Chercheur à l’UMR MARBEC, Xavier Cousin étudie depuis près de 10 ans les effets des microplastiques et des polluants chimiques associés sur la physiologie des poissons

  • Il a participé à de nombreux projets européens et nationaux (EPHEMARE, RESPONSE, PLASTIC-Seine, PALMITO, PREVENT, BIOMIC, ce dernier en collaboration avec Muriel Mercier-Bonin).
  • Ses travaux révèlent une toxicité chronique des plastiques, dont les mécanismes encore peu élucidés altèrent les grandes fonctions biologiques, et pourraient compromettre le maintien des populations aquatiques.
  • Au-delà de la recherche, il s’investit dans le dialogue science-politique : depuis 2023, il a été sollicité, aux côtés de Marie-France Dignac, par les conseillers diplomatiques de la présidence de la République et de plusieurs ministères pour nourrir la position française en amont des sessions de négociation. Il intervient régulièrement dans les médias (presse écrite, radio) pour sensibiliser aux enjeux sanitaires et environnementaux des plastiques. Il a notamment réalisé une série de 10 émissions radio consacrée à la pollution plastique, et donne des conférences à destination du grand public et des scolaires.

> **Données extraites**
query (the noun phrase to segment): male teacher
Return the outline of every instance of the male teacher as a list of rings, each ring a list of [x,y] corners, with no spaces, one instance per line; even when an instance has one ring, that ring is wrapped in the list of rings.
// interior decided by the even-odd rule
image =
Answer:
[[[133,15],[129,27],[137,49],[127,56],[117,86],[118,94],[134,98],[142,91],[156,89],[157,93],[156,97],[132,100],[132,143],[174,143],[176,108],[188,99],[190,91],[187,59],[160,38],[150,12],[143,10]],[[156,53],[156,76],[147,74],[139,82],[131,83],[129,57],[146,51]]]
--
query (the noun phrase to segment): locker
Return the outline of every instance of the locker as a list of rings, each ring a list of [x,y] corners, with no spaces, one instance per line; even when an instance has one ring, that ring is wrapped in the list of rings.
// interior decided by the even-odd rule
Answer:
==
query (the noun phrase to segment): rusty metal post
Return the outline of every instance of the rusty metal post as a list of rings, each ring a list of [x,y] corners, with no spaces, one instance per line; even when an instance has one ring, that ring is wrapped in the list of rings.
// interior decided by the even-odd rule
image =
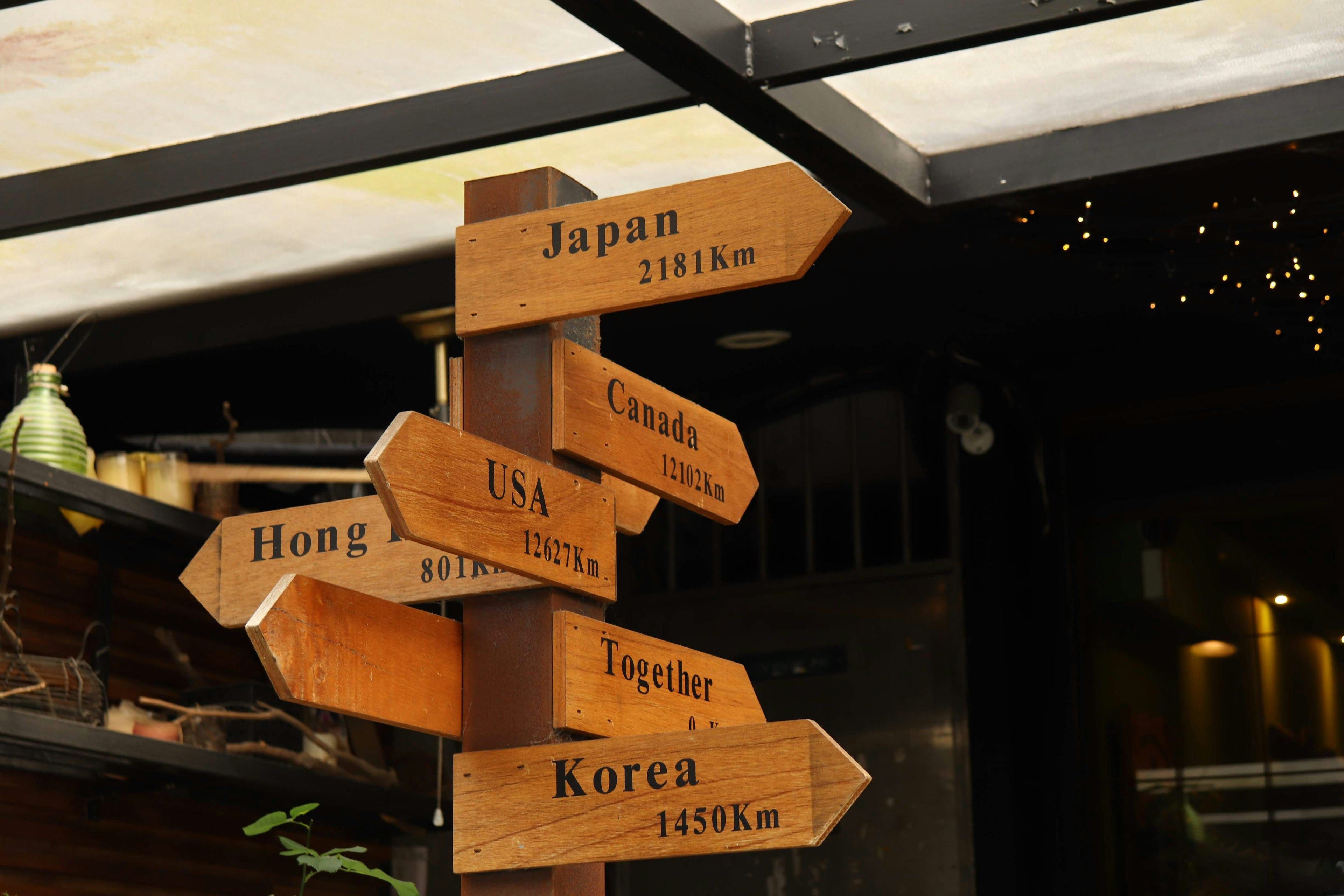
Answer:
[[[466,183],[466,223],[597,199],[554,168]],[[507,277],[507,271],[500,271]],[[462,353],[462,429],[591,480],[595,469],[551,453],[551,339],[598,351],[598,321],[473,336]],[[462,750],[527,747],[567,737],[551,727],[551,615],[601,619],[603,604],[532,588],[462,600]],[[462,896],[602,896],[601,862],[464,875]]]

> **Consigne 1**
Reproduisez, s'il vous plaît, le passage du texte sur Xavier Cousin qui va de "Chercheur à l’UMR" jusqu'à "avec Muriel Mercier-Bonin)." inclus.
> **Consigne 2**
Prolongez le texte sur Xavier Cousin au-delà de sa dernière phrase.

> **Réponse 1**
Chercheur à l’UMR MARBEC, Xavier Cousin étudie depuis près de 10 ans les effets des microplastiques et des polluants chimiques associés sur la physiologie des poissons

  • Il a participé à de nombreux projets européens et nationaux (EPHEMARE, RESPONSE, PLASTIC-Seine, PALMITO, PREVENT, BIOMIC, ce dernier en collaboration avec Muriel Mercier-Bonin).

> **Réponse 2**
Marie-France Dignac

Directrice de recherche à l’Institut d’écologie et des sciences de l’environnement de Paris (iEES Paris), Marie-France Dignac coordonne 2 projets sur les microplastiques dans les sols : le projet ANR eDIP et le projet ADEME Plastisol. Ces travaux visent à comprendre les impacts respectifs des polymères et des additifs, ainsi que leur comportement et leur toxicité dans divers compartiments du sol

  • Son équipe a mis en évidence la contamination des sols agricoles par des microplastiques issus des composts urbains qui sont épandus sur les sols. Sur le site expérimental de longue durée d’INRAE Qualiagro, des dépôts atteignant jusqu’à 400 kg de microplastiques grossiers par hectare, équivalant à 80 000 sacs plastiques, ont été observés après 22 ans d’épandage. Ces particules s’accumulent dans toute la profondeur du sol, sans solution actuelle pour les éliminer.
  • Ses recherches ont aussi montré des effets écotoxicologiques sur les organismes du sol, et une altération des cycles du carbone et de l’azote, menaçant à terme la fertilité des sols et la sécurité alimentaire. Elles contribuent ainsi à documenter un enjeu encore sous-estimé de santé environnementale.
  • Outre ses publications scientifiques elle a participé, avec Xavier Cousin, à la coordination de l’ouvrage Pollution plastique : la biodiversité menacée, ainsi qu’au livre Le plastique, un poison si pratique. 

Muriel Mercier-Bonin


Directrice de recherche au sein de l’unité TOXALIM, Muriel Mercier-Bonin explore les effets des micro- et nanoplastiques sur la santé humaine, avec un focus sur la sphère digestive. Ses travaux mobilisent des approches in vitro et in vivo, afin d’identifier les mécanismes d’altération du microbiote intestinal et des fonctions de barrière.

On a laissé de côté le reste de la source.